= AIM OF THE TASK =
How many lines in the items below contain the string "instance"? Reply with the number alone.

— BEGIN INFORMATION SUPPLIED —

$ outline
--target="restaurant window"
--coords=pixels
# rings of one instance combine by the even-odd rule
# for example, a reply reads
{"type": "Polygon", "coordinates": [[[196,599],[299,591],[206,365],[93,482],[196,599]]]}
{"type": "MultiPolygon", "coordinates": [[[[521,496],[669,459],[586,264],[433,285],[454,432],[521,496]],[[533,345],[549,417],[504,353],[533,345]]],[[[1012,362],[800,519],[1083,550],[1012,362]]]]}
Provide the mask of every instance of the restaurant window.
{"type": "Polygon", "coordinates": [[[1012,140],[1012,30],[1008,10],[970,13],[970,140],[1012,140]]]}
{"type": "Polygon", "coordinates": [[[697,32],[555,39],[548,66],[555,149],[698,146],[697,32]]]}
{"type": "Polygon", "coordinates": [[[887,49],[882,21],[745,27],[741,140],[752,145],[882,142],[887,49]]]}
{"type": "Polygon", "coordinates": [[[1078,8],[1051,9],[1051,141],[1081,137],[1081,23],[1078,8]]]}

— END INFORMATION SUPPLIED —
— BEGIN INFORMATION SUPPLIED —

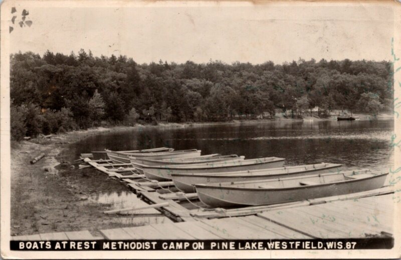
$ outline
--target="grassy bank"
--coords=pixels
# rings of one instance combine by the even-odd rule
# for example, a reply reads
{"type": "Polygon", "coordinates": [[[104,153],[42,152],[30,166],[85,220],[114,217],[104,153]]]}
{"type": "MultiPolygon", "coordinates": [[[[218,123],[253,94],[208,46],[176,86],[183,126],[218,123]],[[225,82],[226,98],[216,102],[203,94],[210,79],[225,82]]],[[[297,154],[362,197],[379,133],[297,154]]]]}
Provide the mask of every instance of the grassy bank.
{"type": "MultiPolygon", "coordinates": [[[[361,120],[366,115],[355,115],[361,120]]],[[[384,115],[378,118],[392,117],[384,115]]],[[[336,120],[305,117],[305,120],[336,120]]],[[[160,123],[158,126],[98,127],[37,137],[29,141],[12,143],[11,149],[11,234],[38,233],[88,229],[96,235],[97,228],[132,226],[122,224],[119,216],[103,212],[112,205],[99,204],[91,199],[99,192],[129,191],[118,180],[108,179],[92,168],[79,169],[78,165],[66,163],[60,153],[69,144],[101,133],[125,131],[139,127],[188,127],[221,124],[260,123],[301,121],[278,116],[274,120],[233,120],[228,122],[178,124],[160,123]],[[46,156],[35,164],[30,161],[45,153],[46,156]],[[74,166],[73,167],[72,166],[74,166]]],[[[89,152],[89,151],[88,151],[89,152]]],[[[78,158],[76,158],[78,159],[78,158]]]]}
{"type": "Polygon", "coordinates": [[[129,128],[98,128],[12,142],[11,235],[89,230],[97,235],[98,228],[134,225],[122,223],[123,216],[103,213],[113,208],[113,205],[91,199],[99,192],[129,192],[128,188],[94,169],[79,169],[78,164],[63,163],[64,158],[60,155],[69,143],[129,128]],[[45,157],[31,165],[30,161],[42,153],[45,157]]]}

— END INFORMATION SUPPLIED —

= SOLUTION FOR THIS PROBLEM =
4